▶ [Supplied records]
□ □ □ □ □ □ □
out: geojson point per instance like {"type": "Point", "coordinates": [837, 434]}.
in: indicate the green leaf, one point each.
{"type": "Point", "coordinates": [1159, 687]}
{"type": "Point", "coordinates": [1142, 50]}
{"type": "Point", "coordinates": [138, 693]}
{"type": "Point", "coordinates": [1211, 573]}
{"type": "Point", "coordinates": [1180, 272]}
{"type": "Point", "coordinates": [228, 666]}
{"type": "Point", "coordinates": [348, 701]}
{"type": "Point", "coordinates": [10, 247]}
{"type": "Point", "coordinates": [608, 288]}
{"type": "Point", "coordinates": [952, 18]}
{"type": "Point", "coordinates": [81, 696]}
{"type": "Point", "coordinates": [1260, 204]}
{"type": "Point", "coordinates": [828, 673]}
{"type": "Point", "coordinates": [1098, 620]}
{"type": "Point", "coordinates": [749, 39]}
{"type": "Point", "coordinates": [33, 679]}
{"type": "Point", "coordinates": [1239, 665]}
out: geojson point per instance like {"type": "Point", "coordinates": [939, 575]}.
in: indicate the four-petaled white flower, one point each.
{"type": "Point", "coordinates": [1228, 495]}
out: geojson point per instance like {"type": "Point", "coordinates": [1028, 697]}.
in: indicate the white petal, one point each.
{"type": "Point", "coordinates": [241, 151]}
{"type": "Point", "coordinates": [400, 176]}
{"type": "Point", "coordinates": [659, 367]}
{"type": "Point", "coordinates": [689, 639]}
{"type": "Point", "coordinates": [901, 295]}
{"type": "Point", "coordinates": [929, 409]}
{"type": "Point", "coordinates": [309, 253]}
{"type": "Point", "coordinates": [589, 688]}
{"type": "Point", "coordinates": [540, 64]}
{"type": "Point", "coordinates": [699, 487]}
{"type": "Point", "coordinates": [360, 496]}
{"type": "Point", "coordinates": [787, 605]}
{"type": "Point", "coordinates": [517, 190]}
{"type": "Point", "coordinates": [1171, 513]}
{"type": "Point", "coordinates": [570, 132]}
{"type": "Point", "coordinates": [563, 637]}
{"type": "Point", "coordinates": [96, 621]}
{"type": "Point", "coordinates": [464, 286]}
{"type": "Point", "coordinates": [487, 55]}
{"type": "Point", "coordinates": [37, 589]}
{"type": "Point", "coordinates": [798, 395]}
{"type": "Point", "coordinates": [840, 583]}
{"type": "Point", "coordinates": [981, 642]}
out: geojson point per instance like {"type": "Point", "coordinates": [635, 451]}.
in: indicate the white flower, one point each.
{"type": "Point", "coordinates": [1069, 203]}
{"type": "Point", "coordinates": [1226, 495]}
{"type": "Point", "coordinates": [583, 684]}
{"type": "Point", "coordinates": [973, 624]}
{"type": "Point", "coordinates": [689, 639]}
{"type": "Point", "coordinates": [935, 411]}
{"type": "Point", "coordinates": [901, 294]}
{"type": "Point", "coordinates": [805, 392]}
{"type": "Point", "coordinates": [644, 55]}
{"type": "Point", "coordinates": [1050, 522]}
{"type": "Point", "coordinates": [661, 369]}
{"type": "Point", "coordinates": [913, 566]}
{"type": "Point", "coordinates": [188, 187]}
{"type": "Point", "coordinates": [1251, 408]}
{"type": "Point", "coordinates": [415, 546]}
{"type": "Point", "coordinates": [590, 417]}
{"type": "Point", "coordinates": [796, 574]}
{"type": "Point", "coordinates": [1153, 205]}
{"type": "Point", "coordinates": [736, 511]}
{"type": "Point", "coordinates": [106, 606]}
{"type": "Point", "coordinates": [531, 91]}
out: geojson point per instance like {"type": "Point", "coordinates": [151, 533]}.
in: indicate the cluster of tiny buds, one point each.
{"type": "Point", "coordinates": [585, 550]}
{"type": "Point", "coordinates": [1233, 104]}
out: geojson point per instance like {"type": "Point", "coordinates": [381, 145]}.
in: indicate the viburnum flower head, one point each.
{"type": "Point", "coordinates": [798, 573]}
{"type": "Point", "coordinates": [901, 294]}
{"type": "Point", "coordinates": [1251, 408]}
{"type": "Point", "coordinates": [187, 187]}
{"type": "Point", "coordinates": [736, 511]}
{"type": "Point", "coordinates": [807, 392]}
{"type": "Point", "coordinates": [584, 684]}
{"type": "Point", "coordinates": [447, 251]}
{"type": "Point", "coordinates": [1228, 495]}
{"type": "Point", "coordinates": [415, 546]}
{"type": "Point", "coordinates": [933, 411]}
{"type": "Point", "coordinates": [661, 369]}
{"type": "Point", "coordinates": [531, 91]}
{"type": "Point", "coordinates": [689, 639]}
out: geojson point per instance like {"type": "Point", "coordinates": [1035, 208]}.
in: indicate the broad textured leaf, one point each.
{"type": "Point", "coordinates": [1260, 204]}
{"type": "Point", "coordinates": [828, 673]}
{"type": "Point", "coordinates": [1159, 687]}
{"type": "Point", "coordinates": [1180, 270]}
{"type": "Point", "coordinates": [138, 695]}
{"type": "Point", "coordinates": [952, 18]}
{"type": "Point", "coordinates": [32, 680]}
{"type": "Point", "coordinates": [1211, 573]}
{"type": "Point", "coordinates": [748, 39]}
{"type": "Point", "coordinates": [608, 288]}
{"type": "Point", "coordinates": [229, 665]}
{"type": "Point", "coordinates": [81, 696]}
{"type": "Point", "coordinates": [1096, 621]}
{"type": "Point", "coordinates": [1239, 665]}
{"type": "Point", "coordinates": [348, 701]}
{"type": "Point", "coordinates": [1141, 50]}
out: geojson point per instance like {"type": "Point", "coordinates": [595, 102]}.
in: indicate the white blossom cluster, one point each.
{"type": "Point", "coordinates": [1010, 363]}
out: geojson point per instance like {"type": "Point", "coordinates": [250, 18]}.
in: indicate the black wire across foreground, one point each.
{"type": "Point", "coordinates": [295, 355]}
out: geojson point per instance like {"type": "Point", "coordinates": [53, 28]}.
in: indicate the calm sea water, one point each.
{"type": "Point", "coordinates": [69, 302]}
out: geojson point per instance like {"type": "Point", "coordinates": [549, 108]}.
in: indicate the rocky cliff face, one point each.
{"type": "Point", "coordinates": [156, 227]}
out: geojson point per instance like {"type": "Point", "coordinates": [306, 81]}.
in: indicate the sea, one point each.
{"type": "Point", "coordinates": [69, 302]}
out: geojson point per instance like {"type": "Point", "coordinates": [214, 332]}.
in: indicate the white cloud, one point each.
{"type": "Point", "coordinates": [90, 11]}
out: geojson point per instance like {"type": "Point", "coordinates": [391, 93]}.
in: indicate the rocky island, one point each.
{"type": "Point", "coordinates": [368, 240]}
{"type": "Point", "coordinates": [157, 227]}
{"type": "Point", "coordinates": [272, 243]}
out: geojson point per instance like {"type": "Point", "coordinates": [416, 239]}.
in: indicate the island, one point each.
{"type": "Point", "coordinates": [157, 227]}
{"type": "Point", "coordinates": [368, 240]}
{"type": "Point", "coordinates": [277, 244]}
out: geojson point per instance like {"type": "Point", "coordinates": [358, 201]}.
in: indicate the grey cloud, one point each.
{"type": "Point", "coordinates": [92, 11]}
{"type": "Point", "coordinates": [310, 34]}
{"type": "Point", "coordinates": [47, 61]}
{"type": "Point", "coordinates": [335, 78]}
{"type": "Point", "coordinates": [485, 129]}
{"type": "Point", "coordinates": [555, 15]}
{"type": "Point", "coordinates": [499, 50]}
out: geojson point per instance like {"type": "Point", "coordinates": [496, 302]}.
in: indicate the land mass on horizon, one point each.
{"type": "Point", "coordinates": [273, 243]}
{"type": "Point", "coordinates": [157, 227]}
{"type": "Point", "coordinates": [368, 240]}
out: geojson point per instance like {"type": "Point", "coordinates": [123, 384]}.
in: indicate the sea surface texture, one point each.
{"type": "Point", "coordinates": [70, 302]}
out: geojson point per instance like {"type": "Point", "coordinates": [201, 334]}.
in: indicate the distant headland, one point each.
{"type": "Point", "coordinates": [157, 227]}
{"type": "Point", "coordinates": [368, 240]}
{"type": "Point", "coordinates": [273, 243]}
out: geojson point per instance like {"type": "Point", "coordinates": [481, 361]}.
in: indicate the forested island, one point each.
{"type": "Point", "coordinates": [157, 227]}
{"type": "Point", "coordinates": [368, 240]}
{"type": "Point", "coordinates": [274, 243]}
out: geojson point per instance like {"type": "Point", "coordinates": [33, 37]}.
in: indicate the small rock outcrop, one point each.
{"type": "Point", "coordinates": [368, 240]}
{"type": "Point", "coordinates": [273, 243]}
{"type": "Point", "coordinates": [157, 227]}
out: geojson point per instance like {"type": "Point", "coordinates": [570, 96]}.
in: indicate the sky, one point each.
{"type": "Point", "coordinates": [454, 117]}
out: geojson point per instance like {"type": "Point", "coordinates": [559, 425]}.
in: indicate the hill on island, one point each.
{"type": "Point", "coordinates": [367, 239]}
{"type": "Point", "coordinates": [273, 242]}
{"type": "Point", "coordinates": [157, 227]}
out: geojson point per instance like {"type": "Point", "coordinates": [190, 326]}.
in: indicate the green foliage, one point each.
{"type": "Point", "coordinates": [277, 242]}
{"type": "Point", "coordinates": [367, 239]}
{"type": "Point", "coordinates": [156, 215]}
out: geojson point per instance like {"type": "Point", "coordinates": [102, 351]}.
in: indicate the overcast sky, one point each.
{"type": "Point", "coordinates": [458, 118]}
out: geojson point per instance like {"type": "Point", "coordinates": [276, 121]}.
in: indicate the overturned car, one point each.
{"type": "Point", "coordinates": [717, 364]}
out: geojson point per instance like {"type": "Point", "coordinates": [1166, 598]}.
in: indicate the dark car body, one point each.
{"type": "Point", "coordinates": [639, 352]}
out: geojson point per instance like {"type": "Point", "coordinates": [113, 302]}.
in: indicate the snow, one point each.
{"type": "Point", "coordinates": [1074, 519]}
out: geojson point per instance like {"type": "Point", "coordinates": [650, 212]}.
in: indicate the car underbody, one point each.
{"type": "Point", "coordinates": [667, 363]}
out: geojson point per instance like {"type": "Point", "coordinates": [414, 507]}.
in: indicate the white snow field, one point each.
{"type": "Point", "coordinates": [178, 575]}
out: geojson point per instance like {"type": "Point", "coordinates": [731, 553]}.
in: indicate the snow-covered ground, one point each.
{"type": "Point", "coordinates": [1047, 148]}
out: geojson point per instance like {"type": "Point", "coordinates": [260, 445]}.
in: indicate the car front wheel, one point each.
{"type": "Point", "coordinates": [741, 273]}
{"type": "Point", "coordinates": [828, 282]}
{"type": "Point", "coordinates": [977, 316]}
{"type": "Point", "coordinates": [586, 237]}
□ □ □ □ □ □ □
▶ [Exercise instructions]
Write out again, exactly as they appear above, the lines from the one containing "in: indicate the snow, one point each." to the final line, and only those.

▶ [Result of this exercise]
in: indicate the snow, one point each.
{"type": "Point", "coordinates": [1074, 519]}
out: geojson point per instance like {"type": "Point", "coordinates": [650, 212]}.
in: indicate the car underbody, one point each.
{"type": "Point", "coordinates": [667, 363]}
out: geojson point per instance like {"type": "Point", "coordinates": [414, 507]}.
in: indicate the white snow field, one point each.
{"type": "Point", "coordinates": [178, 575]}
out: geojson point per instance like {"type": "Point", "coordinates": [731, 553]}.
in: indicate the snow-covered ground, one point each.
{"type": "Point", "coordinates": [1047, 148]}
out: geojson point per instance like {"type": "Point", "coordinates": [260, 445]}.
in: indicate the car front wheel, one point each.
{"type": "Point", "coordinates": [741, 273]}
{"type": "Point", "coordinates": [828, 282]}
{"type": "Point", "coordinates": [977, 316]}
{"type": "Point", "coordinates": [586, 237]}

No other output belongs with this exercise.